Быт русского народа, отошедший в прошлое, ярко отражен в потешных листах, название которых произошло от старинных детских книг с яркими иллюстрациями. Эти картинки, которые позже стали называть лубочными1, были широко распространены по всему российскому государству и привлекали к себе все сословия. Для простого народа они были главной духовной пищей — служили своеобразным источником новостей, иллюстрацией к бытовой фантазии и художественным произведениям, а также забавляющим сатирическим листком.
Яркое представление о лучших образцах народных картинок XIX — начала XX века дает нам альбом «Русский народный лубок», подготовленный на основе собрания русского писателя и драматурга, этнографа, фольклориста Евгения Платоновича Иванова (1884—1967). Для воспроизведения собрания были отобраны «наиболее типичные и ценные в бытовом и художественном отношении образцы народных картинок»2.
Книга поступила к нам из Библиотеки имени А. Ф. Дерябина ОАО «Концерн “Калашников”». В ней даны научные описания 103 лубочных изображений и других видов народных картинок, к которым исследователи относят также оттиски этнографического содержания, оттиски с пряничных досок, яркие цветные образцы обоев (к сожалению, в нашем экземпляре последние отсутствуют) и др. В составе описания содержится информация об авторе, выходных данных, технике печати (или ручном исполнении), размерах листа, цвете изображения. Центральное место в описании отводится непосредственно изложению сюжета картинки, приводится весь текст (или его начало), размещенный, как правило, внизу изображения.

### Извлеченные данные:
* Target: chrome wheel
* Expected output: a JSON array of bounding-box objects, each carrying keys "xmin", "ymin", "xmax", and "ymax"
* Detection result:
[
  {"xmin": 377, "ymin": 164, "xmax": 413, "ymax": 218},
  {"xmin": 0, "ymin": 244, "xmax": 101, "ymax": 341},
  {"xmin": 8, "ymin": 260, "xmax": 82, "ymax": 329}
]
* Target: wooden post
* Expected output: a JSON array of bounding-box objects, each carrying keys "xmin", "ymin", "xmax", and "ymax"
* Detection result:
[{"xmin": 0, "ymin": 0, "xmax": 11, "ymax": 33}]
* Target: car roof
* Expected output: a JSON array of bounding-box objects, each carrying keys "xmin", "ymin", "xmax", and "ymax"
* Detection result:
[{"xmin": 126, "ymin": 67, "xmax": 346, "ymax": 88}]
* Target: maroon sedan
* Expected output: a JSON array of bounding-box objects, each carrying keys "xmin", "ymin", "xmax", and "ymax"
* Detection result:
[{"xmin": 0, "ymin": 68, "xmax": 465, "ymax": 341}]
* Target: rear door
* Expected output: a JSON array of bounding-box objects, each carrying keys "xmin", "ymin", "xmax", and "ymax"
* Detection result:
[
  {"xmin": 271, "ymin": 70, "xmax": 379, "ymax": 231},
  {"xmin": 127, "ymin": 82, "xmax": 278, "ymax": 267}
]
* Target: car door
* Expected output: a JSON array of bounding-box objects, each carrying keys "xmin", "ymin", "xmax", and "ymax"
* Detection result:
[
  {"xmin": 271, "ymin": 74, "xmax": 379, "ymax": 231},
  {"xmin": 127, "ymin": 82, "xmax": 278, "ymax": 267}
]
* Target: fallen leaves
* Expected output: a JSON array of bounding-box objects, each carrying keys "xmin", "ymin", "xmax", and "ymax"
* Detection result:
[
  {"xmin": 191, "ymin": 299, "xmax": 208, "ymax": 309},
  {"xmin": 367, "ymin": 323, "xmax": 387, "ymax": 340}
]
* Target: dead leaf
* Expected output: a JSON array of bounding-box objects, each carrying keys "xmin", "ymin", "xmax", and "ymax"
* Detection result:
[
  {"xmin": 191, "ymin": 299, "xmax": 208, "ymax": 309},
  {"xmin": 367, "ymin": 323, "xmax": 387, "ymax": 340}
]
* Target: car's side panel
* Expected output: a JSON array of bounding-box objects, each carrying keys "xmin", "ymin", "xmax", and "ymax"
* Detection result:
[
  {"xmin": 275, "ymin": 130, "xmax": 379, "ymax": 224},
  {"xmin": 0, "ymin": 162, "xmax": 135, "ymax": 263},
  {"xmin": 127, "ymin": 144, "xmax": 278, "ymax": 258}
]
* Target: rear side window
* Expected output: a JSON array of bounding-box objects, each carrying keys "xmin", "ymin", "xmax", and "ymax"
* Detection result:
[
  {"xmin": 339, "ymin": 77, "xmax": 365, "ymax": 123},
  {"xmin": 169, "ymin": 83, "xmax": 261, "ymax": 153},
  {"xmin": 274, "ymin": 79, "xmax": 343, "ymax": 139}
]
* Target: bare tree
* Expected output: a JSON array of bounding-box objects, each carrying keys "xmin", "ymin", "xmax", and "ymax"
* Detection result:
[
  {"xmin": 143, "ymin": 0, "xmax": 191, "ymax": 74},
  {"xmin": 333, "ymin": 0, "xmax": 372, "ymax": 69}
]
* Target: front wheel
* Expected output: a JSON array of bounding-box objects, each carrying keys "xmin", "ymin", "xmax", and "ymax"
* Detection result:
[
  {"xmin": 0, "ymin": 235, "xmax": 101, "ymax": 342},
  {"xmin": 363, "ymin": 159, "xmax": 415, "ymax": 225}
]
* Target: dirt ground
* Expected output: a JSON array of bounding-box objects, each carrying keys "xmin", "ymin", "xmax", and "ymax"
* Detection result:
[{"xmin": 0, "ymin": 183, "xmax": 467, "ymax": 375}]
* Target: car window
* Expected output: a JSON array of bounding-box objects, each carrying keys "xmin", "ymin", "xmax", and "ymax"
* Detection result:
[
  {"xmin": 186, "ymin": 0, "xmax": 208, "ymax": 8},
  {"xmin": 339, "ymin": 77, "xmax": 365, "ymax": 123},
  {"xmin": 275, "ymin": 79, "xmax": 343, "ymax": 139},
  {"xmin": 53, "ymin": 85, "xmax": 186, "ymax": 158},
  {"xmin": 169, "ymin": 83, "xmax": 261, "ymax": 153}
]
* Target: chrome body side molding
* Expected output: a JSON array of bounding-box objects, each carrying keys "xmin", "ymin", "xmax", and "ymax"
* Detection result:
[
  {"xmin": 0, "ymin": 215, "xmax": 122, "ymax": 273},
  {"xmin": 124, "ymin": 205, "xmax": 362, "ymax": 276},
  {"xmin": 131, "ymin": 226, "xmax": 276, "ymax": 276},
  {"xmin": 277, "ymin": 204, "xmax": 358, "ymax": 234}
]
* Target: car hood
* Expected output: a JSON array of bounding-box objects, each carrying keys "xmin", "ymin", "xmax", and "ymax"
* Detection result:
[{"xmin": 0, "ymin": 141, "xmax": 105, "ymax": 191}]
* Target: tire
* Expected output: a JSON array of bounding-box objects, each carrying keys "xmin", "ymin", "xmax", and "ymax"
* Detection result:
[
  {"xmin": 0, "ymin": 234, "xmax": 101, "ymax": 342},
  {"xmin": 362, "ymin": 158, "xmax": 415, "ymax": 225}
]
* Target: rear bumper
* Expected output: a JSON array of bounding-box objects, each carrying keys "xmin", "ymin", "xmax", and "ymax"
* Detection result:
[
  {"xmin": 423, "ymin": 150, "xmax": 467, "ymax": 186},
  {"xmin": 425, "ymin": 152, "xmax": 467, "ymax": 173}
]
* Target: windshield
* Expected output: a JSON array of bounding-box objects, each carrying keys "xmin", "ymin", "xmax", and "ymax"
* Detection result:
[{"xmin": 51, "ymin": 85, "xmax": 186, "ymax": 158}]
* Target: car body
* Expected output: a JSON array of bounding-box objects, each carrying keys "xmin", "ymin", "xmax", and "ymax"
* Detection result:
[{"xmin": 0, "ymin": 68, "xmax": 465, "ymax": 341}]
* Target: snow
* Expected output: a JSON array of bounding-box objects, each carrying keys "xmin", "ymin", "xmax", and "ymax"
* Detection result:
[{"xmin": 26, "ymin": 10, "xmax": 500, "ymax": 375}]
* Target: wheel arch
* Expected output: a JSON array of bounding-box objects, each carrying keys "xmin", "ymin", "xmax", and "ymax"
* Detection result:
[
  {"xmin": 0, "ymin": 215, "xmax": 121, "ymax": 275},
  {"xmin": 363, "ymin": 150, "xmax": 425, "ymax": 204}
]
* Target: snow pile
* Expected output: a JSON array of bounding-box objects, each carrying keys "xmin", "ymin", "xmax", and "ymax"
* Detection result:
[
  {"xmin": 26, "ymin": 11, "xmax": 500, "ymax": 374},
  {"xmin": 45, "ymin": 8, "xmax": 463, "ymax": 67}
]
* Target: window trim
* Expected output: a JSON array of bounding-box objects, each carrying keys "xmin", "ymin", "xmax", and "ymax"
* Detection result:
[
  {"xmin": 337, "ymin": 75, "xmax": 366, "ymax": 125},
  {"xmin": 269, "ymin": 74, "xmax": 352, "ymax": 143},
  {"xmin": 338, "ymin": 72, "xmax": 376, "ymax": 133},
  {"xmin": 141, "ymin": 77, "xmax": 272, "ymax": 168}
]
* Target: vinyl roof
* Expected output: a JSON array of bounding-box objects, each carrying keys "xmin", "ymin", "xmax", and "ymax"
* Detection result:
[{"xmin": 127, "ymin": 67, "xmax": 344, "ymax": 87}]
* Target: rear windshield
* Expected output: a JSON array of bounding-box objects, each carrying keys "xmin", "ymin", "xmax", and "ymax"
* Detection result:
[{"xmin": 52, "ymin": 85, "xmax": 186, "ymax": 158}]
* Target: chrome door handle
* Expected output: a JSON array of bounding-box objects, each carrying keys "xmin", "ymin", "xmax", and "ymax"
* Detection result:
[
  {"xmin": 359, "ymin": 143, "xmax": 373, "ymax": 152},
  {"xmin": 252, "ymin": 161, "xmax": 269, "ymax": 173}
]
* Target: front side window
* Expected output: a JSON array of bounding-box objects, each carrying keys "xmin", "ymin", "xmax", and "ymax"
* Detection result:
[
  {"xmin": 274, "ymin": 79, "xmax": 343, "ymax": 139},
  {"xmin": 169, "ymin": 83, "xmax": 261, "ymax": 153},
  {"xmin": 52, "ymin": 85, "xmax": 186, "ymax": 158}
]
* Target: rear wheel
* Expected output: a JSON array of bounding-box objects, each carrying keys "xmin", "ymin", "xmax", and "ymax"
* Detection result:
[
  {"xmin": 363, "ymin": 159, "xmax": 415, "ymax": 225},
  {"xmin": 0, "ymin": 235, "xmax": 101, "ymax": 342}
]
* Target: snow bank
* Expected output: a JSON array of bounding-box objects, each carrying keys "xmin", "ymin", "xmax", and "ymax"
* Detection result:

### Цель задания:
Напечатайте дословно отрывок текста страницы от слов «Книга поступила к» до слов «правило, внизу изображения.» включительно.

### Правильный ответ:
Книга поступила к нам из Библиотеки имени А. Ф. Дерябина ОАО «Концерн “Калашников”». В ней даны научные описания 103 лубочных изображений и других видов народных картинок, к которым исследователи относят также оттиски этнографического содержания, оттиски с пряничных досок, яркие цветные образцы обоев (к сожалению, в нашем экземпляре последние отсутствуют) и др. В составе описания содержится информация об авторе, выходных данных, технике печати (или ручном исполнении), размерах листа, цвете изображения. Центральное место в описании отводится непосредственно изложению сюжета картинки, приводится весь текст (или его начало), размещенный, как правило, внизу изображения.